Please revise the records starting at the beginning and ending at the line that contains "M718 354L703 435L586", replacing "sea water" with "ocean water" and leaving everything else as it is. Return only those lines.

-=-=-=-=-

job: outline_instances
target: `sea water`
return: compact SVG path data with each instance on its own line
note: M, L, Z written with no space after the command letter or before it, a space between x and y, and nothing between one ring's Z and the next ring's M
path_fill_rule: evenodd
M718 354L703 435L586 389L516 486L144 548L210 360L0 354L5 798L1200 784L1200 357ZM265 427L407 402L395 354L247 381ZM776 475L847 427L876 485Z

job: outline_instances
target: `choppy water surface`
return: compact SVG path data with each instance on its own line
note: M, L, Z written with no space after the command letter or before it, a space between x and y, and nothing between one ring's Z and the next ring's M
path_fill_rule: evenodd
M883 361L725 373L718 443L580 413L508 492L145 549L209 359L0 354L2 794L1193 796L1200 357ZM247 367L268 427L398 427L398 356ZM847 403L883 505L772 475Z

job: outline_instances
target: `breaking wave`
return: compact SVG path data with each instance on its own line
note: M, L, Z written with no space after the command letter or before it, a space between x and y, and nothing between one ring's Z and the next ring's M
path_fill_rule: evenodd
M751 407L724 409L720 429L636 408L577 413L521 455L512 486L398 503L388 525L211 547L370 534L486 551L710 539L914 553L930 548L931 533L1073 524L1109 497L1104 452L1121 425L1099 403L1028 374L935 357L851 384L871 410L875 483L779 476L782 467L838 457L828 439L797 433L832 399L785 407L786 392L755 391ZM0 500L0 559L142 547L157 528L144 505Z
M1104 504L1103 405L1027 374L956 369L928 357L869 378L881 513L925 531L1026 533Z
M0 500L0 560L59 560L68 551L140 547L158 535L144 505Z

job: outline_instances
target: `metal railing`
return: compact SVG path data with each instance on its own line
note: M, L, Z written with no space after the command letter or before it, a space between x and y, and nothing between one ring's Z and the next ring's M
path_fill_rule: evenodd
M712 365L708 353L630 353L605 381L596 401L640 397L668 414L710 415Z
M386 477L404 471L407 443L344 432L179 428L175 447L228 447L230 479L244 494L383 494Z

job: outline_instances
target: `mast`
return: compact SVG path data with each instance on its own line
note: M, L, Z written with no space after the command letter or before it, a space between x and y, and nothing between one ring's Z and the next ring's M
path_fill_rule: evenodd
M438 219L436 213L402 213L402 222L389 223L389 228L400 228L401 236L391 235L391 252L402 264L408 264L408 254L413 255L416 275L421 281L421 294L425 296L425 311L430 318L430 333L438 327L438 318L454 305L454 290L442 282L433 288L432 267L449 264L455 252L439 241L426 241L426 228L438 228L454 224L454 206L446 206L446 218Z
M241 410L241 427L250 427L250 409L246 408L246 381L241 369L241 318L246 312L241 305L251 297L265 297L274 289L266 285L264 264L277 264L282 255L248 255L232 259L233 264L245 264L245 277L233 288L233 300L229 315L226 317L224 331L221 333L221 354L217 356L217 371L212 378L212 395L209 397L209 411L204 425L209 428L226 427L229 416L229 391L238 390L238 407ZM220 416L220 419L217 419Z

-=-=-=-=-

§ **THE COMPLETED TASK**
job: outline_instances
target: `ocean water`
return: compact SVG path data with each instance on its own line
note: M, L, Z written with no space after the command letter or before it, a space between x and y, and nothing between one ring's Z and the next ring's M
path_fill_rule: evenodd
M718 354L703 435L586 389L516 486L144 548L210 360L0 354L5 798L1200 784L1200 357ZM265 427L407 402L395 354L247 381ZM776 475L847 427L876 485Z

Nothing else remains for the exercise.